- [BRIEF]: Please give back, word for word, each line from the start of the entries through the one in which "object | person in cap" is found.

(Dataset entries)
Content starts
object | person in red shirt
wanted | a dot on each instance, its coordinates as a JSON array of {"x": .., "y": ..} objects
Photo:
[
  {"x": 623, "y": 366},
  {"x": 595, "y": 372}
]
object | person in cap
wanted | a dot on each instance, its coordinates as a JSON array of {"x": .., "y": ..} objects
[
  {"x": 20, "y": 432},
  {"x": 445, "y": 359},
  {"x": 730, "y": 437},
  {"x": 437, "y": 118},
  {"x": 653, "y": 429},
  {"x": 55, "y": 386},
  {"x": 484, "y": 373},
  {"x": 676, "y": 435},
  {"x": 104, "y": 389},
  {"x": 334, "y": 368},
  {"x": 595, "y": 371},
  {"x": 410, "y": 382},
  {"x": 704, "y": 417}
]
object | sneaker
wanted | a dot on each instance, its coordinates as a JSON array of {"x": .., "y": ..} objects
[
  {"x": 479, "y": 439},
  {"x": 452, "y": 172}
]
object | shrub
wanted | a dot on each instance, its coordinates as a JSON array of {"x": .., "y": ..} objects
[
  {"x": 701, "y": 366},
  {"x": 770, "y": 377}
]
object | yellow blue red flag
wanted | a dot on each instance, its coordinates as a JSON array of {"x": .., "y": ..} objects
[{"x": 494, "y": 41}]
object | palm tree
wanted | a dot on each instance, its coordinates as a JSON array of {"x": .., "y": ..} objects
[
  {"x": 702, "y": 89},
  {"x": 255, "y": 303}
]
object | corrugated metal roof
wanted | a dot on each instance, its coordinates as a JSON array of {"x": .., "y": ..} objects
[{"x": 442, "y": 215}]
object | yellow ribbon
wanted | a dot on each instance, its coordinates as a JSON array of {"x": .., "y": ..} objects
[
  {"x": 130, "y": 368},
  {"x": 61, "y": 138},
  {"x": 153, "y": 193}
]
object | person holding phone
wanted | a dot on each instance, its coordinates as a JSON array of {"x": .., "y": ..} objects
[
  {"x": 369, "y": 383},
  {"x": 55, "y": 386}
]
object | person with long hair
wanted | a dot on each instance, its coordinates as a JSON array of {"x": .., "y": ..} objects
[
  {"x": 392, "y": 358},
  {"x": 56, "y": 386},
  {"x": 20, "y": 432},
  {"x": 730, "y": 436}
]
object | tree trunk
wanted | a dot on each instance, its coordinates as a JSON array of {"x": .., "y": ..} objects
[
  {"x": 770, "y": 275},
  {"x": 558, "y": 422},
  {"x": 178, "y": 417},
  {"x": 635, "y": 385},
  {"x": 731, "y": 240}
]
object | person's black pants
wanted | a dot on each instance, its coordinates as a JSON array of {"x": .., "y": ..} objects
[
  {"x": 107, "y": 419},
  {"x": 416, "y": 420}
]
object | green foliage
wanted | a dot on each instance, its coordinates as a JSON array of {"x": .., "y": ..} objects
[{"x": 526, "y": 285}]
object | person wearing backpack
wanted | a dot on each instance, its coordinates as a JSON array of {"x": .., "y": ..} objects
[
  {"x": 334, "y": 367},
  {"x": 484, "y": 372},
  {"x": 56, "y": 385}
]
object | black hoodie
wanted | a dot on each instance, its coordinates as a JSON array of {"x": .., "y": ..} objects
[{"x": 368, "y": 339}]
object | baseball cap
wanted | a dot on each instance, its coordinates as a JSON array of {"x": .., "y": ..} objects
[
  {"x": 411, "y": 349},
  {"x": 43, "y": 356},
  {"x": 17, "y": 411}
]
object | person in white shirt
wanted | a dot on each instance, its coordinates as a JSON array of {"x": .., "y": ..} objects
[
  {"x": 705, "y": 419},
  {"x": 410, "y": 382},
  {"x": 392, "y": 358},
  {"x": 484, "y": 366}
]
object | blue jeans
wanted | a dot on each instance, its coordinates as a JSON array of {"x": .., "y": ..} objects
Content ends
- [EXERCISE ANSWER]:
object | person in red shirt
wanted | a dot on each instance, its coordinates as a JSON array of {"x": .., "y": ..} objects
Photo:
[
  {"x": 623, "y": 366},
  {"x": 595, "y": 372}
]
object | person in cap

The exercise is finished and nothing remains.